◆ Problem to solve
Every entry below should be reproduced exactly, with all pictures left out.
Segment Start: Dataset entries
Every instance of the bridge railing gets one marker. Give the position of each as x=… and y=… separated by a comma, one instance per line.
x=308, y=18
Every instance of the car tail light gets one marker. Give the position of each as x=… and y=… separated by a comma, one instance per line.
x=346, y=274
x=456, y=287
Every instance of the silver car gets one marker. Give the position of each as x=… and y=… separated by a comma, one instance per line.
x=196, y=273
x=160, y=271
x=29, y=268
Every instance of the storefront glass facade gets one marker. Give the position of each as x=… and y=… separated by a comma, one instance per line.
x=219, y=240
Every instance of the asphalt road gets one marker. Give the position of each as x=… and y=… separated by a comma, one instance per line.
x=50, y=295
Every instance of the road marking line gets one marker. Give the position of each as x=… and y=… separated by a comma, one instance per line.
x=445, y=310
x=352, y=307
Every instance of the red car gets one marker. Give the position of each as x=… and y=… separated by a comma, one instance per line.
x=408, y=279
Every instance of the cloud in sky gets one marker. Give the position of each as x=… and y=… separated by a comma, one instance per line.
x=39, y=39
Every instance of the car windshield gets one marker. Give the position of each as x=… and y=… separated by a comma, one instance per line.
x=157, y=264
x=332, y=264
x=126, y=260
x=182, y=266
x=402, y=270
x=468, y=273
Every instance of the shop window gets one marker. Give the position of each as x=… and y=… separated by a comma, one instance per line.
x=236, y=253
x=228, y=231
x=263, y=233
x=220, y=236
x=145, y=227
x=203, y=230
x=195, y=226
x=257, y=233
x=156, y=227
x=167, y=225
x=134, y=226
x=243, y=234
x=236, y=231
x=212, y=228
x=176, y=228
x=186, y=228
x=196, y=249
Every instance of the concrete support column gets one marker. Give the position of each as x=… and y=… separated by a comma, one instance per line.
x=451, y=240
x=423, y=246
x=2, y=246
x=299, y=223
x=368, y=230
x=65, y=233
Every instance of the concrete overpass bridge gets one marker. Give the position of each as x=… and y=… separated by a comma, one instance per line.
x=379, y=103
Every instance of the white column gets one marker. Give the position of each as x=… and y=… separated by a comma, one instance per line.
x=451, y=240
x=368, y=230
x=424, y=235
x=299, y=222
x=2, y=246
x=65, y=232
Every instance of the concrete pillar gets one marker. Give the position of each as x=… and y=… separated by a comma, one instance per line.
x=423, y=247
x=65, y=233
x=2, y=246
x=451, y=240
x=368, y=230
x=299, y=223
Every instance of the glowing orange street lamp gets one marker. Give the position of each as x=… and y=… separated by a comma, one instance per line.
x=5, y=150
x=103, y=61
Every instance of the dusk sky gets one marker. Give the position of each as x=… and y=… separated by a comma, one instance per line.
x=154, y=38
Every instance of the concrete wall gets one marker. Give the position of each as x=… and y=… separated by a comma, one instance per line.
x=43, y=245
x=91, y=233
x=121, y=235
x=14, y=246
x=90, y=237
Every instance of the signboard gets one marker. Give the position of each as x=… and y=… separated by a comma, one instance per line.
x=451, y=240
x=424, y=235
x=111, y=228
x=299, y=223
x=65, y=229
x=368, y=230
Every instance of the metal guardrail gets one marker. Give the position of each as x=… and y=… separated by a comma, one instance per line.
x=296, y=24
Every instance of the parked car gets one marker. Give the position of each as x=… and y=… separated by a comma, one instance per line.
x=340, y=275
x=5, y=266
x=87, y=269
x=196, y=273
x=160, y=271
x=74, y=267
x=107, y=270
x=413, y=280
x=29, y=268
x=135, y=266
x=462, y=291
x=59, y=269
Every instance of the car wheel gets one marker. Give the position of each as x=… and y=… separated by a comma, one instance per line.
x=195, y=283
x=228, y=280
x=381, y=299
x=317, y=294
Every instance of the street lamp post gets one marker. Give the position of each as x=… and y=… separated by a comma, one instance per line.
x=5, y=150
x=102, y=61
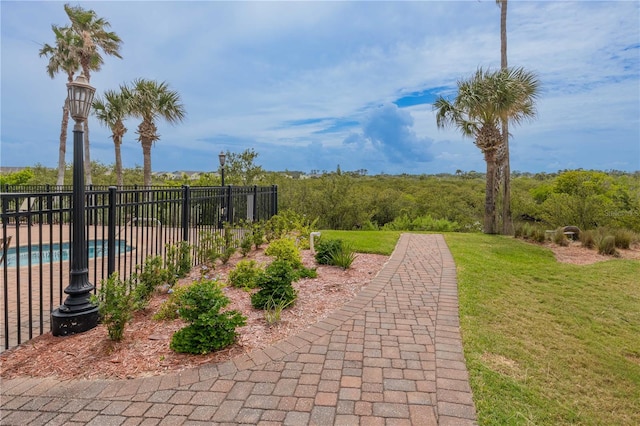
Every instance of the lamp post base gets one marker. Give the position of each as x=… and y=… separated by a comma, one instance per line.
x=65, y=324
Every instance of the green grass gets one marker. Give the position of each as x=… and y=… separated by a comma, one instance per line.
x=546, y=343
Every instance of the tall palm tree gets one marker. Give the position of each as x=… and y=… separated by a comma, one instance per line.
x=482, y=103
x=94, y=37
x=151, y=101
x=112, y=111
x=507, y=222
x=62, y=58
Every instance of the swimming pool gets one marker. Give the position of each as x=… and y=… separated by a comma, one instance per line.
x=56, y=252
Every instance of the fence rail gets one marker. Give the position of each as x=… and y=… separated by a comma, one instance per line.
x=124, y=226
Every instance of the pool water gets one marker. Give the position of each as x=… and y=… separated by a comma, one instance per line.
x=56, y=252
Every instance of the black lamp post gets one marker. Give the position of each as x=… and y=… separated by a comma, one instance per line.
x=77, y=314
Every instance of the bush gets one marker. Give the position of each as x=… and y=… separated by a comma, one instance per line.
x=209, y=329
x=560, y=239
x=147, y=279
x=178, y=260
x=245, y=274
x=115, y=305
x=208, y=248
x=607, y=246
x=588, y=239
x=275, y=285
x=246, y=244
x=623, y=238
x=286, y=250
x=344, y=257
x=325, y=250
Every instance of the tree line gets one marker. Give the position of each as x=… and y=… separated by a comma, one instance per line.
x=353, y=200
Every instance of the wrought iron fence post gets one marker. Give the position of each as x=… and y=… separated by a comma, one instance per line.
x=274, y=200
x=111, y=232
x=186, y=204
x=229, y=210
x=254, y=214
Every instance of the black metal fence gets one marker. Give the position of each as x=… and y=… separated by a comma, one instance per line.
x=124, y=226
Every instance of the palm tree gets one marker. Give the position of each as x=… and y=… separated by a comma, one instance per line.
x=150, y=101
x=112, y=111
x=507, y=223
x=483, y=102
x=94, y=38
x=62, y=58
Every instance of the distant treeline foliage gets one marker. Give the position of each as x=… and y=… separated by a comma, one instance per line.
x=444, y=202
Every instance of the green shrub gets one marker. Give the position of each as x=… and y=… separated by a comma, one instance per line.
x=588, y=239
x=179, y=259
x=245, y=274
x=209, y=248
x=607, y=246
x=344, y=257
x=169, y=308
x=246, y=244
x=208, y=329
x=286, y=250
x=147, y=279
x=257, y=234
x=560, y=239
x=115, y=305
x=623, y=238
x=325, y=250
x=273, y=311
x=275, y=285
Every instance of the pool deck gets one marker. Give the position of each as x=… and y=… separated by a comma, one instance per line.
x=391, y=356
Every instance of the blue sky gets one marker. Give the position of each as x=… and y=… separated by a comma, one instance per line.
x=313, y=85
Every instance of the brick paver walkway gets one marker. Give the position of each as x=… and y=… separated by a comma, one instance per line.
x=391, y=356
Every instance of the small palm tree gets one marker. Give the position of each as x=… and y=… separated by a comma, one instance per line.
x=482, y=104
x=151, y=101
x=112, y=111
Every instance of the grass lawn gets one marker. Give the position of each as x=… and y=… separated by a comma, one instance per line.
x=546, y=343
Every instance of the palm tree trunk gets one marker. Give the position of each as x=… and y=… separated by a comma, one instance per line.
x=120, y=180
x=490, y=192
x=87, y=155
x=62, y=151
x=146, y=153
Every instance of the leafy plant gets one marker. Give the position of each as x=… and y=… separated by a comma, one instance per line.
x=607, y=246
x=325, y=249
x=246, y=244
x=209, y=329
x=147, y=279
x=343, y=257
x=208, y=248
x=245, y=274
x=179, y=259
x=115, y=305
x=273, y=311
x=560, y=239
x=275, y=285
x=257, y=234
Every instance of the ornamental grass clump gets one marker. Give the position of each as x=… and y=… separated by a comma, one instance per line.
x=245, y=274
x=209, y=328
x=115, y=305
Segment End: Dataset entries
◆ Response
Every instance of the bridge railing gets one marker. Give the position of each as x=… and y=… separated by a comma, one instance per line.
x=308, y=18
Every instance of the car tail light gets one marker. Give the position of each as x=… and y=… separated by a comma, one instance per line.
x=346, y=274
x=456, y=287
Every instance of the silver car gets one marker. Give the position of each as x=… and y=… separated by a comma, one instance per line.
x=196, y=273
x=160, y=271
x=29, y=268
Every instance of the storefront glass facade gets one marker. Give the position of each as x=… and y=… separated by a comma, one instance per line.
x=219, y=240
Every instance of the asphalt road gets one marker. Give the position of each as x=… and y=… separated by a comma, one instance per line.
x=50, y=295
Every instance of the road marking line gets one marker. Give the position of each as x=… and y=… separated by a comma, one instance per line.
x=445, y=310
x=352, y=307
Every instance of the red car gets one marker. Give the position of each as x=… and y=… separated by a comma, one instance per line.
x=408, y=279
Every instance of the cloud in sky gets one marker. Give the position of each as x=… and y=… separated by a comma, one instance per line.
x=39, y=39
Every instance of the car windshield gets one marker. Give the position of each as x=… and y=… separated by a comma, one instance per line.
x=157, y=264
x=332, y=264
x=126, y=260
x=182, y=266
x=402, y=270
x=468, y=273
Every instance of the shop window gets one marker. Give the position of each as x=… and y=… separated by a comma, one instance per line.
x=236, y=253
x=228, y=231
x=263, y=233
x=220, y=236
x=145, y=227
x=203, y=230
x=195, y=226
x=257, y=233
x=156, y=227
x=167, y=225
x=134, y=226
x=243, y=234
x=236, y=231
x=212, y=228
x=176, y=228
x=186, y=228
x=196, y=249
Every instance of the concrete support column gets one marker. Give the position of each as x=… and y=… separated by a comma, one instance per line.
x=451, y=240
x=423, y=246
x=2, y=246
x=299, y=223
x=368, y=230
x=65, y=233
Every instance of the concrete overpass bridge gets one marker. Give the position of each as x=… and y=… separated by a comma, one instance per line.
x=379, y=103
Every instance of the white column gets one marker. Give the position of each as x=… and y=… separated by a comma, one instance per line.
x=451, y=240
x=368, y=230
x=424, y=235
x=299, y=222
x=2, y=246
x=65, y=232
Every instance of the concrete pillar gets one marker. Give the position of each as x=… and y=… separated by a comma, one instance per line.
x=423, y=247
x=65, y=233
x=2, y=246
x=451, y=240
x=368, y=230
x=299, y=223
Every instance of the glowing orange street lamp gets one marker. Give the position of each as x=… and y=… separated by a comma, one instance per line.
x=5, y=150
x=103, y=61
Every instance of the dusk sky gets one marker. Give the position of each as x=… and y=… separated by a comma, one instance per line.
x=154, y=38
Every instance of the concrete wall gets one marker. Give the position of each as x=… and y=… separated by a comma, one instance per line.
x=43, y=245
x=91, y=233
x=121, y=235
x=14, y=246
x=90, y=237
Every instance of the signboard gets one marker. Give the position of each as x=… and y=… separated by a comma, one instance per line.
x=451, y=240
x=424, y=235
x=111, y=228
x=299, y=223
x=65, y=229
x=368, y=230
Every instance of the metal guardrail gets one marker. Give the position of each as x=… and y=… separated by a comma, one instance per line.
x=296, y=24
Every instance of the parked car gets one marker. Give the position of each as x=… and y=… separated by a comma, one instance per line.
x=340, y=275
x=5, y=266
x=87, y=269
x=196, y=273
x=160, y=271
x=74, y=267
x=107, y=270
x=413, y=280
x=29, y=268
x=135, y=266
x=462, y=291
x=59, y=269
Every instance of the car wheel gets one marker. Give the position of each as x=… and y=… separated by a comma, one instance per line.
x=195, y=283
x=228, y=280
x=381, y=299
x=317, y=294
Every instance of the street lamp post gets one marker. Give the position of each as x=… and y=… separated by a comma, one instance per line.
x=5, y=150
x=102, y=61
Every instance of the lamp post base gets one marker. Give the position of each as x=… and y=… separated by a comma, one instance per line.
x=65, y=324
Every instance of the green grass gets one marker. Give the position of each as x=… and y=… separated by a comma, one instance per line.
x=546, y=343
Every instance of the tall palm tree gets one marker. Give the position of each as x=… and y=… separated by a comma, one instance per line.
x=482, y=103
x=94, y=37
x=151, y=101
x=112, y=111
x=507, y=222
x=62, y=58
Every instance of the swimming pool gets one marker. Give the position of each as x=… and y=… separated by a comma, one instance per line.
x=56, y=252
Every instance of the fence rail gets one marker. Give the position of each as x=… and y=… separated by a comma, one instance per line.
x=124, y=226
Every instance of the pool water gets one marker. Give the position of each as x=… and y=… separated by a comma, one instance per line.
x=56, y=252
Every instance of the black lamp post gets one marker. Give the position of each as x=… and y=… separated by a comma, one instance per line.
x=77, y=314
Every instance of the bush gets one marker. Give the position of each as x=… and y=… separated by a comma, one instance per line.
x=209, y=329
x=560, y=239
x=147, y=279
x=178, y=260
x=245, y=274
x=115, y=305
x=208, y=248
x=607, y=246
x=588, y=239
x=275, y=285
x=246, y=244
x=623, y=238
x=286, y=250
x=344, y=257
x=325, y=250
Every instance of the tree line gets one marker. Give the position of each as x=… and y=… separated by a comma, one instance per line.
x=353, y=200
Every instance of the wrought iron fence post gets one marker. Give the position of each as x=… and y=… separated by a comma, one instance per line.
x=274, y=200
x=111, y=232
x=186, y=204
x=229, y=210
x=254, y=214
Every instance of the black metal fence gets one marker. Give the position of each as x=… and y=… separated by a comma, one instance per line.
x=124, y=226
Every instance of the palm tree gets one marker. Give the position of each as x=… and y=… separated by a comma, one instance per line.
x=150, y=101
x=112, y=111
x=507, y=223
x=483, y=102
x=94, y=38
x=62, y=58
Every instance of the distant treeline foliage gets one marker. Give the position of each as x=… and y=… separated by a comma, one instance per line.
x=444, y=202
Every instance of the green shrub gets one marker. Give the position of each as x=… and y=… separated by a comma, one instance per line.
x=588, y=239
x=179, y=259
x=245, y=274
x=209, y=248
x=607, y=246
x=344, y=257
x=169, y=308
x=246, y=244
x=208, y=329
x=286, y=250
x=147, y=279
x=257, y=234
x=560, y=239
x=115, y=305
x=623, y=238
x=325, y=250
x=273, y=311
x=275, y=285
Every instance of the pool deck gets one marker. Give the position of each as x=… and y=… separated by a comma, one instance per line.
x=391, y=356
Every instance of the blue sky gets one marker. Give the position of each as x=… and y=… separated by a comma, one instance per line.
x=313, y=85
Every instance of the brick paver walkway gets one marker. Give the position of each as x=… and y=… separated by a comma, one instance per line.
x=391, y=356
Every instance of the small palm tree gets one marker. Give the position of each as x=… and y=… separated by a comma, one instance per line.
x=482, y=104
x=151, y=101
x=112, y=111
Every instance of the grass lawn gets one marker. Give the position of each as x=… and y=… separated by a comma, one instance per line.
x=546, y=343
Every instance of the palm tree trunk gets one marker. Give the position of each as x=… and y=… separated by a comma, one instance per line.
x=120, y=180
x=490, y=192
x=87, y=155
x=62, y=151
x=146, y=153
Every instance of the leafy plant gets one marker. Give the position of each as x=… and y=… separated by a comma, one instance per line.
x=607, y=246
x=325, y=249
x=246, y=244
x=209, y=329
x=147, y=279
x=343, y=257
x=208, y=248
x=245, y=274
x=179, y=259
x=115, y=305
x=273, y=311
x=560, y=239
x=275, y=285
x=257, y=234
Every instance of the ornamental grass clump gets one marker. Give the position of each as x=… and y=… separated by a comma, one instance per line.
x=245, y=274
x=209, y=328
x=115, y=305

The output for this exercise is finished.